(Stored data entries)

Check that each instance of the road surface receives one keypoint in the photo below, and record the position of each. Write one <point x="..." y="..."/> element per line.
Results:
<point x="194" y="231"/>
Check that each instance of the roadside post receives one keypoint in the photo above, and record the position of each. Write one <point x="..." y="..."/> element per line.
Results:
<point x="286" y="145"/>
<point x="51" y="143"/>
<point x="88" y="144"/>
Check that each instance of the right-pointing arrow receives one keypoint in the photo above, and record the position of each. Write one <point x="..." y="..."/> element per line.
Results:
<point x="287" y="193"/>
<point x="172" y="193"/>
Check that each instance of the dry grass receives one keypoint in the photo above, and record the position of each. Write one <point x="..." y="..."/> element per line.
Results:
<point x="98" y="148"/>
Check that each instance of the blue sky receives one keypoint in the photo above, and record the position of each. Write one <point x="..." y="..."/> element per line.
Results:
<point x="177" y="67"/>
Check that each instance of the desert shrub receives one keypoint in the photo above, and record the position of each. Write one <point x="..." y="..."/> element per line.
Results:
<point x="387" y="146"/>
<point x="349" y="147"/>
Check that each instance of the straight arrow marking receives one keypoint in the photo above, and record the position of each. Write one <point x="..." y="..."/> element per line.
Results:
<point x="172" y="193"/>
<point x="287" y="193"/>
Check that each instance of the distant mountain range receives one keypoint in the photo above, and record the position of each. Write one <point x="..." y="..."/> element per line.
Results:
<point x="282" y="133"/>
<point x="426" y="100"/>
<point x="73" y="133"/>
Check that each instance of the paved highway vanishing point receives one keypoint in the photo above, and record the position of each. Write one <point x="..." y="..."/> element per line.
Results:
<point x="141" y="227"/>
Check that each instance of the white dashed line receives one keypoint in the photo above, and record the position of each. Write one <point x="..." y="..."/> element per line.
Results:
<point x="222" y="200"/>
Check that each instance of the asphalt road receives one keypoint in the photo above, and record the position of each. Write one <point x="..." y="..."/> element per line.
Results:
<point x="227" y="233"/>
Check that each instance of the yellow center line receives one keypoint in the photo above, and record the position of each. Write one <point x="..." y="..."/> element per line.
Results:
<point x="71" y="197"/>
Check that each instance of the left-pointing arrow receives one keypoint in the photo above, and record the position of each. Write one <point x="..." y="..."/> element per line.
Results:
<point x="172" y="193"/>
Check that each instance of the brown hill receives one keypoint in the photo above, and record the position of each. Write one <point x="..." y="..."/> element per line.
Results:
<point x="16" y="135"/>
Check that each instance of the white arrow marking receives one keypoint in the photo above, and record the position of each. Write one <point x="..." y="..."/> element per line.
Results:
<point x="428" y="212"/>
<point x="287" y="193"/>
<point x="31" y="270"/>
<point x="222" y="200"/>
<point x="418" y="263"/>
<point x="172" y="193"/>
--
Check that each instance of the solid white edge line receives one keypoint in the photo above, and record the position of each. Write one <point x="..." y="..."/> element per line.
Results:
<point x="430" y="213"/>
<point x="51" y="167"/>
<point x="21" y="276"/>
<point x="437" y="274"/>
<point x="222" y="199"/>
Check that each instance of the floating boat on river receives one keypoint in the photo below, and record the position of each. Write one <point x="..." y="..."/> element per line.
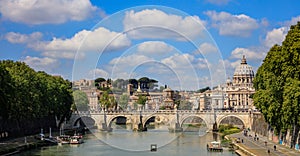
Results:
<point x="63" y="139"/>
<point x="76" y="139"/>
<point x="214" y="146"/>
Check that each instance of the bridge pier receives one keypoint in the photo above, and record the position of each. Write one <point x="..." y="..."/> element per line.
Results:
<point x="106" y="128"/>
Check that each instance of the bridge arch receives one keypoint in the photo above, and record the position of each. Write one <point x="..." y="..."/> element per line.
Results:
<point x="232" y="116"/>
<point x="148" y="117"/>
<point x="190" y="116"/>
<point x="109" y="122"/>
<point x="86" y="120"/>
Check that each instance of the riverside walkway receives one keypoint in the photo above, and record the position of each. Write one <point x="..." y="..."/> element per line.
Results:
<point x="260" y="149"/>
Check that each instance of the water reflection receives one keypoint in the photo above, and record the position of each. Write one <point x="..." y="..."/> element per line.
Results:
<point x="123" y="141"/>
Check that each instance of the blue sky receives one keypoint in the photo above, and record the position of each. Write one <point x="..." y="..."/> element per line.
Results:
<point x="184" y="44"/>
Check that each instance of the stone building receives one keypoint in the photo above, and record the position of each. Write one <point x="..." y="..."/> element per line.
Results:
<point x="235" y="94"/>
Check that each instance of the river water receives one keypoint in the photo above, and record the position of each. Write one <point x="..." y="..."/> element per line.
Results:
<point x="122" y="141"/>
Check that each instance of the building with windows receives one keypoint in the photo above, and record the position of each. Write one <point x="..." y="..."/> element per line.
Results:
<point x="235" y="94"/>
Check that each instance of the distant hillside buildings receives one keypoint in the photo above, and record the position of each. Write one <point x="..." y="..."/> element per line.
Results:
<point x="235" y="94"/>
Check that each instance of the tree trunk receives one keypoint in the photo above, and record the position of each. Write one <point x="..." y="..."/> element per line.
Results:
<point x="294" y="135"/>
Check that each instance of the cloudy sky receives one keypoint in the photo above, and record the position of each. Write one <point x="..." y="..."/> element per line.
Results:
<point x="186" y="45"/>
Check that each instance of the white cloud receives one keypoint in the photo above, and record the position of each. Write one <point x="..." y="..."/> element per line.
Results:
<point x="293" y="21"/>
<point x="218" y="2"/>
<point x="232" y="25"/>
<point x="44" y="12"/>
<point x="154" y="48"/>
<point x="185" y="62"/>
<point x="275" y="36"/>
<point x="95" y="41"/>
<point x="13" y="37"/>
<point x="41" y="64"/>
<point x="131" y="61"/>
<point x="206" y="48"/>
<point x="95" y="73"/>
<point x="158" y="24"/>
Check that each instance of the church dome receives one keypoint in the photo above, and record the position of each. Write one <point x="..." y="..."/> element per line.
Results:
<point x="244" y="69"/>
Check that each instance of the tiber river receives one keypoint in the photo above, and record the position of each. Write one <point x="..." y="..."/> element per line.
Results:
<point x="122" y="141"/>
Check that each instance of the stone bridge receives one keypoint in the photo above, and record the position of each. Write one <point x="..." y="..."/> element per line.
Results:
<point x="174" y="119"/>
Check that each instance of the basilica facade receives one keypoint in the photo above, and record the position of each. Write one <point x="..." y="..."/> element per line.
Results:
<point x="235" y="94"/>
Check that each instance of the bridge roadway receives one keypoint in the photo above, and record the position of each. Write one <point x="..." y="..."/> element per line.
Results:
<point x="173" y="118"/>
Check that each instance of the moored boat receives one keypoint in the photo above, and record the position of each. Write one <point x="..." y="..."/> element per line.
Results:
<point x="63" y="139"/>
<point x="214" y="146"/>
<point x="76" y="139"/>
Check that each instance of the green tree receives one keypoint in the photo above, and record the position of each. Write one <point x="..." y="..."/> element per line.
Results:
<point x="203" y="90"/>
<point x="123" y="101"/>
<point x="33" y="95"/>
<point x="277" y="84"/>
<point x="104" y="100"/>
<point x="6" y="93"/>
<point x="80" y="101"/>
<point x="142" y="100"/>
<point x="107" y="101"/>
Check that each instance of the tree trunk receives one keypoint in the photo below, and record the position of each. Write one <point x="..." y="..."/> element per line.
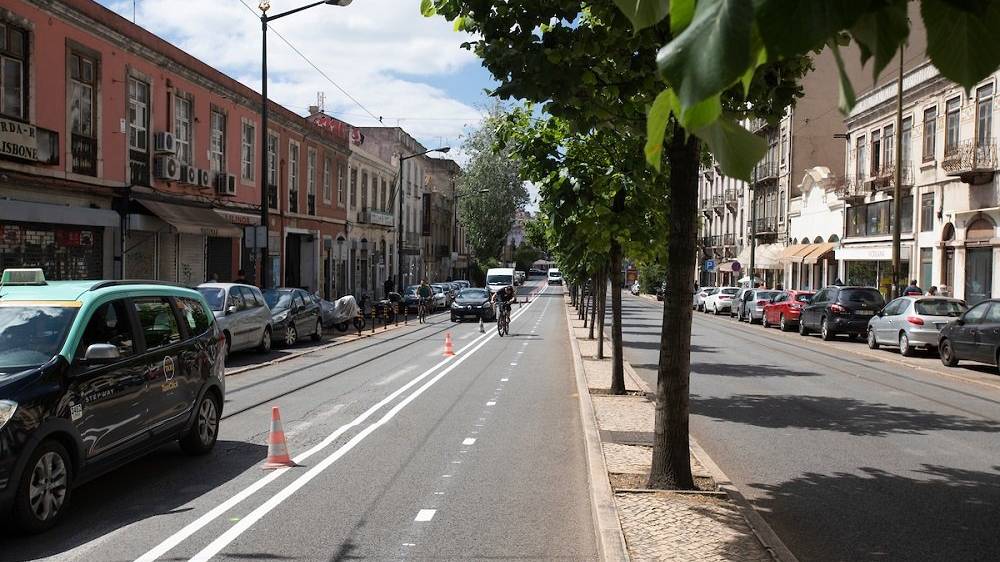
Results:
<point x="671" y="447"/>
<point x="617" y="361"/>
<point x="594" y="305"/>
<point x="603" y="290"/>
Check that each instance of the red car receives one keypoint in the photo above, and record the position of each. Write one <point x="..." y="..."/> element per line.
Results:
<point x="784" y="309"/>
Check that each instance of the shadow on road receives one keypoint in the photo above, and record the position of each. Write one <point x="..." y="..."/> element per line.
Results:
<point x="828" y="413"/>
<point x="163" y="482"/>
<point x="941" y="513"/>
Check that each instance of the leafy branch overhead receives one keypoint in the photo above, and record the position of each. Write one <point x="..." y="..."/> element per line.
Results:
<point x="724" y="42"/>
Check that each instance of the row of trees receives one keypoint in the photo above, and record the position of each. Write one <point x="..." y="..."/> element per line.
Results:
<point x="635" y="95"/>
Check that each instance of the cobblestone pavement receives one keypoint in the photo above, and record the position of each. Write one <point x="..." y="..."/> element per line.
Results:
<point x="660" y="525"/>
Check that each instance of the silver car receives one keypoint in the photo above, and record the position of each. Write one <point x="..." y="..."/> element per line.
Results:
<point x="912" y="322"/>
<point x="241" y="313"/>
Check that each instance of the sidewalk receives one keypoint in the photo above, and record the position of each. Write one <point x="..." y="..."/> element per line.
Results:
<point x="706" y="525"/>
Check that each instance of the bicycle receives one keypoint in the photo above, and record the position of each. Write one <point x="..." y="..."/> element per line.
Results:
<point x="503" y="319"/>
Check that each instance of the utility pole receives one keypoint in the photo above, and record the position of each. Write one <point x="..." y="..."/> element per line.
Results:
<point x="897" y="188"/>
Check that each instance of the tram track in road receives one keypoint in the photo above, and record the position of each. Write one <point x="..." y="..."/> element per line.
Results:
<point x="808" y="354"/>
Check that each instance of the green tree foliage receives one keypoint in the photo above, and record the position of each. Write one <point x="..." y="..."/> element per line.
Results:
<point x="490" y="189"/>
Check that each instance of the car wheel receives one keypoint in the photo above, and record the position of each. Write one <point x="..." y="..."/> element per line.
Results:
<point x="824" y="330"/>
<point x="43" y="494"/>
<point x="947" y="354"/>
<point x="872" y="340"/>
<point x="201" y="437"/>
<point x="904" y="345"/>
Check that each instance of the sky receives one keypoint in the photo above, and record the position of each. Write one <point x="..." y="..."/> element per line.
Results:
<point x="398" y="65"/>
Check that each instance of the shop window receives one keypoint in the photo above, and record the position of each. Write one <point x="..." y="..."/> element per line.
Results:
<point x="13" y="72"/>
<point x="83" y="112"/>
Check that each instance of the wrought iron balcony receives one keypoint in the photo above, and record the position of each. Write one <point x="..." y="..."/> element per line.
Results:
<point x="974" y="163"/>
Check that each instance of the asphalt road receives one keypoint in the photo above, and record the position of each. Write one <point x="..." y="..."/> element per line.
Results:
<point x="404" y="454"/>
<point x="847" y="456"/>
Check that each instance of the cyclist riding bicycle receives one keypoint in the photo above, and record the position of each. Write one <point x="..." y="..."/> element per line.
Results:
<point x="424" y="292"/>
---
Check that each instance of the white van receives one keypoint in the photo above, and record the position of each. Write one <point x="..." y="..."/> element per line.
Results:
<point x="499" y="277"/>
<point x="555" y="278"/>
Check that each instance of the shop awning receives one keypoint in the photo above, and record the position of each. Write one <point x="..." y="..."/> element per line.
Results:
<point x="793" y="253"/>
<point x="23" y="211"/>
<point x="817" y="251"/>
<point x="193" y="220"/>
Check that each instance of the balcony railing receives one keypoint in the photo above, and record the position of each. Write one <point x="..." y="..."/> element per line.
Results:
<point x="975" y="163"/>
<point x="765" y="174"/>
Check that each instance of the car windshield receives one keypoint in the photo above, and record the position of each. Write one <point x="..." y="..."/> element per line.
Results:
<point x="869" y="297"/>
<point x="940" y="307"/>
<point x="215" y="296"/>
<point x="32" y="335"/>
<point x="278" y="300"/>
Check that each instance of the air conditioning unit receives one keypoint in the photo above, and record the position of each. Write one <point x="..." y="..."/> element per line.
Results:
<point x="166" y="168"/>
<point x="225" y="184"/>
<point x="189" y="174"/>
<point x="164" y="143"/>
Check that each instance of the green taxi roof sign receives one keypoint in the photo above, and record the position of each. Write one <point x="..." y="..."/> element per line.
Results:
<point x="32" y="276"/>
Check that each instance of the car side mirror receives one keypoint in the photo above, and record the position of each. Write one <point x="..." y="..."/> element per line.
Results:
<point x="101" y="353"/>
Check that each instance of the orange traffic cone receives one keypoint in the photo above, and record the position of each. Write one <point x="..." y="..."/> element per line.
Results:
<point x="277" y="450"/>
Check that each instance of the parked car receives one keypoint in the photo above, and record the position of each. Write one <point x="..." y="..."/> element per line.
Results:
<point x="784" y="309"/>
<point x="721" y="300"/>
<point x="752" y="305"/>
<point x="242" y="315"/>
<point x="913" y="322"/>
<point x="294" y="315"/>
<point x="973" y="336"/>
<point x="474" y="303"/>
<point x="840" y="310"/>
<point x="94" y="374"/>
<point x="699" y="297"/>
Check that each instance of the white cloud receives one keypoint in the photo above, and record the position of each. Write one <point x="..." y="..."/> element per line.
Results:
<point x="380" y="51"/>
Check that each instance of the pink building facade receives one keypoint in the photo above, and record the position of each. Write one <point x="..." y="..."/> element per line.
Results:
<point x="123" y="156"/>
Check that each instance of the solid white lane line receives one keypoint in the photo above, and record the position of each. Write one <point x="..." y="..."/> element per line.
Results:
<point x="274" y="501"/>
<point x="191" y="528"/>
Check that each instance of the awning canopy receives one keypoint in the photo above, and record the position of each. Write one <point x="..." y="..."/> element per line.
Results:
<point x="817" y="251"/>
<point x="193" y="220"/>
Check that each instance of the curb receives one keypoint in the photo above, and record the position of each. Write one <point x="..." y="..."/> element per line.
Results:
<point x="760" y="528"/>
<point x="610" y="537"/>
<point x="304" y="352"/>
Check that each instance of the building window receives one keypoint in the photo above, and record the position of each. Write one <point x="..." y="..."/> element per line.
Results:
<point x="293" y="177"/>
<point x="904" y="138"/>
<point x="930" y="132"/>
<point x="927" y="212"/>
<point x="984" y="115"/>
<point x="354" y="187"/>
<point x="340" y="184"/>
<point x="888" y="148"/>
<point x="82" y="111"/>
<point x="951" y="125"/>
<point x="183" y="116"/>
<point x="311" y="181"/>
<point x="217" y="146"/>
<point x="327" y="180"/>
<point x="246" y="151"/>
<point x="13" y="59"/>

**ACTION ITEM**
Scan the records above for the lines holding "Check that each instance of the road surface" and "Check that each instance of the roadside". Transcribe those two and every line between them word for word, and no others.

**RESPONSE AREA**
Check that each instance of the road surface receives one keypoint in the photo below, and record the position of each. Write one <point x="..." y="..."/> element per line.
Results:
<point x="194" y="231"/>
Check that each instance of the roadside post receives one keypoint in the photo above, and record the position of each. Write one <point x="..." y="..."/> element per line.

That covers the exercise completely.